Dataset extract:
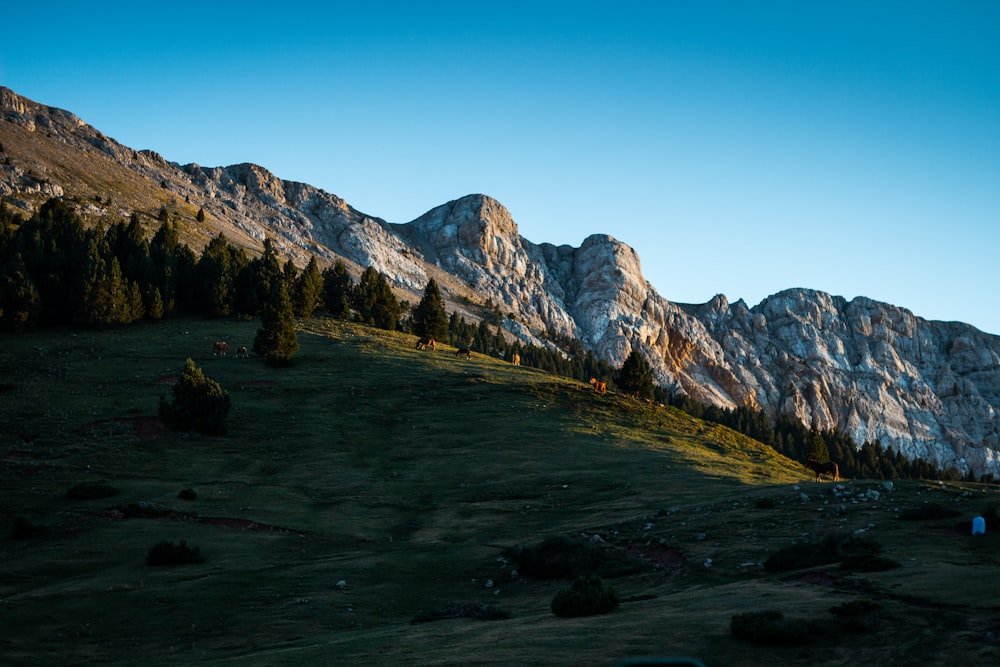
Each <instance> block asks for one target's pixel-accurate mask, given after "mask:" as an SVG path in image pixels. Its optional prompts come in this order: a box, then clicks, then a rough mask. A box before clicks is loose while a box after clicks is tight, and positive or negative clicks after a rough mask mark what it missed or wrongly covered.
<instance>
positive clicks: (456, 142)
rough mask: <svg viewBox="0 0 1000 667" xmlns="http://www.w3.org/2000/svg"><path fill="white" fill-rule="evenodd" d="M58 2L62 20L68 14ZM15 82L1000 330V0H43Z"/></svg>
mask: <svg viewBox="0 0 1000 667" xmlns="http://www.w3.org/2000/svg"><path fill="white" fill-rule="evenodd" d="M47 17H53V18H54V20H51V21H46V19H47ZM3 18H4V24H5V26H6V27H5V29H4V31H3V35H4V39H3V41H2V42H0V85H6V86H8V87H10V88H12V89H13V90H14V91H15V92H18V93H20V94H22V95H24V96H26V97H29V98H31V99H33V100H35V101H37V102H40V103H43V104H48V105H51V106H56V107H60V108H64V109H68V110H70V111H72V112H73V113H75V114H76V115H78V116H80V117H81V118H82V119H83V120H84V121H86V122H88V123H90V124H91V125H94V126H95V127H97V128H98V129H99V130H101V131H102V132H104V133H105V134H108V135H109V136H112V137H114V138H115V139H117V140H118V141H120V142H122V143H124V144H126V145H129V146H132V147H134V148H139V149H142V148H150V149H153V150H156V151H158V152H159V153H161V154H162V155H163V156H164V157H165V158H167V159H168V160H172V161H175V162H180V163H188V162H197V163H199V164H202V165H205V166H215V165H227V164H233V163H237V162H255V163H257V164H260V165H262V166H264V167H266V168H268V169H269V170H271V171H272V172H274V173H275V174H276V175H277V176H279V177H281V178H285V179H289V180H297V181H303V182H306V183H310V184H312V185H315V186H317V187H321V188H323V189H324V190H327V191H329V192H332V193H335V194H337V195H339V196H341V197H343V198H344V199H346V200H347V201H348V203H350V204H351V205H352V206H354V207H356V208H358V209H360V210H362V211H364V212H366V213H369V214H371V215H375V216H378V217H382V218H384V219H386V220H388V221H390V222H408V221H410V220H412V219H414V218H416V217H417V216H419V215H420V214H422V213H424V212H425V211H427V210H428V209H430V208H432V207H434V206H437V205H439V204H442V203H444V202H447V201H449V200H452V199H456V198H458V197H461V196H463V195H466V194H470V193H484V194H487V195H490V196H492V197H494V198H496V199H497V200H499V201H500V202H501V203H503V204H504V205H505V206H506V207H507V208H508V209H509V210H510V211H511V213H512V215H513V217H514V220H515V221H516V222H517V223H518V226H519V228H520V231H521V234H522V236H524V237H525V238H527V239H529V240H530V241H533V242H535V243H542V242H549V243H555V244H564V243H565V244H571V245H574V246H579V245H580V243H581V242H582V241H583V239H584V238H585V237H586V236H587V235H589V234H592V233H607V234H611V235H612V236H614V237H615V238H617V239H619V240H621V241H623V242H625V243H628V244H629V245H631V246H632V247H634V248H635V249H636V250H637V251H638V253H639V256H640V258H641V259H642V266H643V272H644V274H645V276H646V278H647V279H648V280H649V281H650V282H651V283H652V284H653V285H654V286H655V287H656V289H657V291H659V292H660V294H661V295H663V296H664V297H665V298H667V299H669V300H671V301H677V302H687V303H702V302H705V301H707V300H709V299H711V298H712V297H713V296H714V295H715V294H719V293H722V294H725V295H726V296H727V297H728V298H729V299H730V301H736V300H737V299H740V298H742V299H744V300H745V301H746V302H747V303H748V304H749V305H751V306H752V305H755V304H756V303H758V302H759V301H760V300H762V299H763V298H765V297H766V296H768V295H770V294H774V293H776V292H779V291H781V290H783V289H786V288H791V287H807V288H812V289H818V290H822V291H825V292H829V293H831V294H835V295H840V296H844V297H846V298H848V299H851V298H853V297H855V296H867V297H871V298H873V299H876V300H879V301H885V302H888V303H891V304H894V305H897V306H902V307H904V308H908V309H909V310H911V311H913V312H914V314H916V315H918V316H920V317H924V318H926V319H936V320H959V321H963V322H968V323H970V324H973V325H974V326H977V327H978V328H980V329H983V330H984V331H987V332H990V333H994V334H1000V293H998V290H1000V271H998V269H997V268H996V266H997V255H998V251H1000V38H998V37H997V36H998V35H1000V2H997V1H996V0H981V1H978V2H974V1H968V2H966V1H962V0H957V1H956V2H950V3H942V2H920V1H912V2H898V3H897V2H854V1H852V0H842V1H838V2H823V1H817V2H769V1H767V0H764V1H760V2H712V1H710V0H709V1H703V2H640V3H636V2H630V1H629V0H622V1H620V2H614V3H596V2H586V1H577V2H571V3H570V2H520V1H517V0H514V1H508V2H502V3H492V2H480V3H473V2H423V3H415V2H378V1H377V0H374V1H371V2H366V3H359V2H350V3H341V2H336V1H333V2H325V3H316V4H313V3H302V2H295V1H294V0H290V1H288V2H284V3H281V4H275V3H254V2H240V3H228V2H219V3H187V2H174V3H152V4H151V3H145V4H142V3H140V4H136V3H133V2H129V3H117V2H106V3H87V4H85V3H78V2H74V3H59V2H54V3H48V4H46V5H45V9H44V10H41V9H33V6H32V5H30V4H29V3H14V4H13V6H11V7H5V8H4V10H3Z"/></svg>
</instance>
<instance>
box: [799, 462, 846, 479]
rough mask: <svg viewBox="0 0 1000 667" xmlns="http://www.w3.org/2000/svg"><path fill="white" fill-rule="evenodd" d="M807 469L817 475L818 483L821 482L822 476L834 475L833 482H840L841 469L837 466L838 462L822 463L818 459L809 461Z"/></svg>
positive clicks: (806, 466)
mask: <svg viewBox="0 0 1000 667" xmlns="http://www.w3.org/2000/svg"><path fill="white" fill-rule="evenodd" d="M806 467H807V468H809V469H810V470H812V471H813V472H814V473H816V481H817V482H818V481H820V475H833V481H835V482H839V481H840V468H839V467H838V466H837V463H836V461H827V462H826V463H820V462H819V461H817V460H816V459H809V460H808V461H806Z"/></svg>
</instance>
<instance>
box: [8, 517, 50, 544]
mask: <svg viewBox="0 0 1000 667" xmlns="http://www.w3.org/2000/svg"><path fill="white" fill-rule="evenodd" d="M44 534H45V526H37V525H35V524H33V523H32V522H31V521H29V520H28V519H25V518H24V517H23V516H16V517H14V523H13V524H12V525H11V527H10V538H11V539H12V540H26V539H30V538H32V537H40V536H41V535H44Z"/></svg>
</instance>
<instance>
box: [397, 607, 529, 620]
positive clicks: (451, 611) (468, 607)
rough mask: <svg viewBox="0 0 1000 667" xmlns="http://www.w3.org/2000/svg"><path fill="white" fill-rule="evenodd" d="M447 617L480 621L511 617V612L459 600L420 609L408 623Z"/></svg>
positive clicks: (503, 618) (436, 619) (440, 618)
mask: <svg viewBox="0 0 1000 667" xmlns="http://www.w3.org/2000/svg"><path fill="white" fill-rule="evenodd" d="M449 618H475V619H478V620H480V621H502V620H505V619H508V618H511V613H510V612H509V611H504V610H503V609H497V608H496V607H493V606H491V605H485V604H474V603H461V602H459V603H455V604H448V605H444V606H442V607H436V608H434V609H429V610H421V611H420V612H418V613H417V615H416V616H415V617H414V618H413V620H412V621H410V623H430V622H432V621H443V620H446V619H449Z"/></svg>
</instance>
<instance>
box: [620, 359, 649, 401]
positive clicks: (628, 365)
mask: <svg viewBox="0 0 1000 667" xmlns="http://www.w3.org/2000/svg"><path fill="white" fill-rule="evenodd" d="M618 387H619V388H620V389H621V390H622V391H623V392H625V393H626V394H630V395H632V396H635V397H636V398H652V397H653V371H652V369H650V367H649V364H648V363H647V362H646V360H645V359H643V358H642V355H641V354H640V353H639V351H638V350H632V351H631V352H630V353H629V355H628V358H627V359H625V363H623V364H622V367H621V370H620V371H619V372H618Z"/></svg>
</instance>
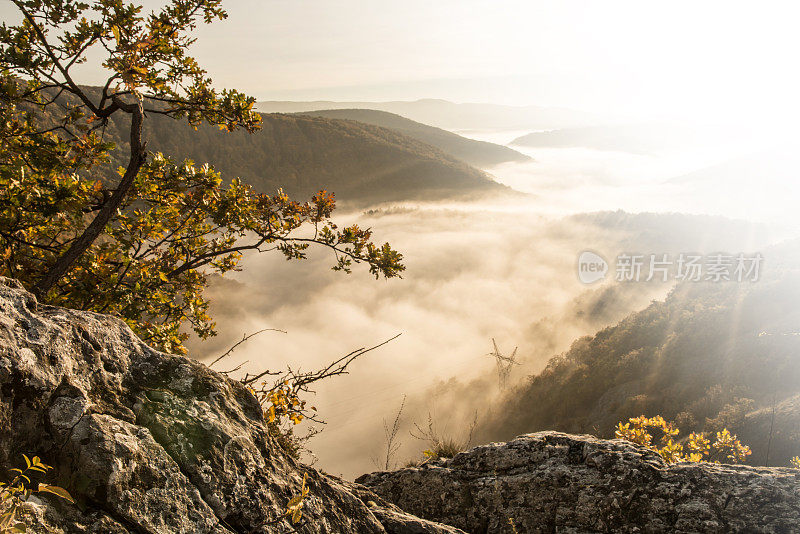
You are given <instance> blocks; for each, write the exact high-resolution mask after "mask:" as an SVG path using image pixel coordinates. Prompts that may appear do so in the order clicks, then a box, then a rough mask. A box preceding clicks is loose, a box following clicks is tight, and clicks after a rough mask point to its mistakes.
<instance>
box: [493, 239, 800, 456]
mask: <svg viewBox="0 0 800 534" xmlns="http://www.w3.org/2000/svg"><path fill="white" fill-rule="evenodd" d="M798 250H800V243H797V242H794V243H792V244H791V246H783V247H780V248H779V249H774V250H771V251H770V253H769V254H765V258H766V259H765V264H766V265H768V267H767V272H766V274H765V275H764V277H763V279H761V280H759V281H757V282H753V283H735V282H727V283H726V282H723V283H686V284H683V285H680V286H678V287H676V288H675V289H674V290H673V292H672V293H671V294H670V295H669V297H668V298H667V299H666V300H665V301H664V302H653V303H652V304H651V305H650V306H649V307H648V308H647V309H645V310H643V311H640V312H637V313H634V314H632V315H630V316H629V317H627V318H626V319H624V320H623V321H621V322H620V323H619V324H617V325H616V326H613V327H610V328H606V329H604V330H601V331H600V332H598V333H597V334H596V335H594V336H588V337H584V338H581V339H578V340H577V341H575V342H574V343H573V345H572V347H571V348H570V350H569V351H567V352H566V353H564V354H562V355H559V356H557V357H555V358H553V359H552V360H551V362H550V363H549V365H548V366H547V368H546V369H545V370H544V371H543V372H541V373H540V374H538V375H536V376H532V377H530V379H529V380H527V381H525V382H524V383H523V384H522V385H520V386H519V387H517V388H516V389H515V390H514V391H513V392H511V393H509V394H508V395H507V396H506V398H505V401H504V402H503V403H502V405H501V407H500V408H499V409H497V410H496V413H494V414H493V415H492V416H491V417H487V418H486V421H487V423H486V424H485V425H484V428H482V429H481V439H488V440H499V439H506V438H510V437H513V436H515V435H518V434H522V433H526V432H533V431H536V430H543V429H555V430H562V431H566V432H581V433H584V432H585V433H594V434H597V435H600V436H605V437H611V436H612V435H613V427H614V425H615V424H616V423H617V422H618V421H622V420H626V419H627V418H629V417H633V416H638V415H642V414H646V415H655V414H661V415H663V416H664V417H665V418H667V419H670V420H674V421H675V422H676V423H677V425H678V426H679V428H681V430H682V431H683V435H686V434H688V432H689V431H691V430H705V431H718V430H721V429H722V428H725V427H727V428H728V429H729V430H731V431H732V432H736V433H737V434H738V435H739V436H740V437H741V438H742V440H743V442H745V443H747V444H748V445H750V446H751V447H752V449H753V455H752V456H751V458H750V462H751V463H755V464H764V463H769V464H770V465H788V461H789V458H791V457H792V456H795V455H798V454H800V366H798V365H797V362H798V359H800V309H798V307H797V302H798V301H800V284H798V281H800V269H798V267H800V262H799V261H798V258H799V257H800V255H798ZM773 409H774V413H775V416H774V417H775V420H774V424H772V423H773ZM771 427H772V430H771V429H770V428H771ZM768 451H769V453H768Z"/></svg>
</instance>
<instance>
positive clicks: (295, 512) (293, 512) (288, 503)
mask: <svg viewBox="0 0 800 534" xmlns="http://www.w3.org/2000/svg"><path fill="white" fill-rule="evenodd" d="M307 480H308V473H303V484H302V485H301V486H300V493H298V494H297V495H295V496H294V497H292V498H291V499H290V500H289V502H288V503H287V504H286V512H285V513H284V516H286V517H289V518H290V519H291V521H292V524H293V525H296V524H297V523H299V522H300V520H301V519H302V518H303V505H304V504H305V498H306V497H307V496H308V492H309V490H308V487H307V486H306V481H307Z"/></svg>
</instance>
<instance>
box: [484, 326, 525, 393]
mask: <svg viewBox="0 0 800 534" xmlns="http://www.w3.org/2000/svg"><path fill="white" fill-rule="evenodd" d="M492 345H494V352H490V353H489V354H488V356H494V359H495V362H497V379H498V381H499V383H500V390H501V391H502V390H505V389H506V387H508V377H509V375H510V374H511V367H512V366H514V365H519V362H518V361H517V359H516V358H517V348H518V347H514V352H512V353H511V356H504V355H503V353H501V352H500V349H499V348H497V342H496V341H495V340H494V338H492Z"/></svg>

Prompt:
Please list every line of the records above that contains the string "write". Treat uppercase and lowercase as different.

Result of the exercise:
You are given <instance> blocks; for each, write the exact high-resolution mask after "mask:" as an SVG path using image pixel coordinates. Prompts that may appear do so in the order clicks, then a box, then a rough mask. A box preceding clicks is loose, a box following clicks is tight, and clicks after a rough mask point to its mistakes.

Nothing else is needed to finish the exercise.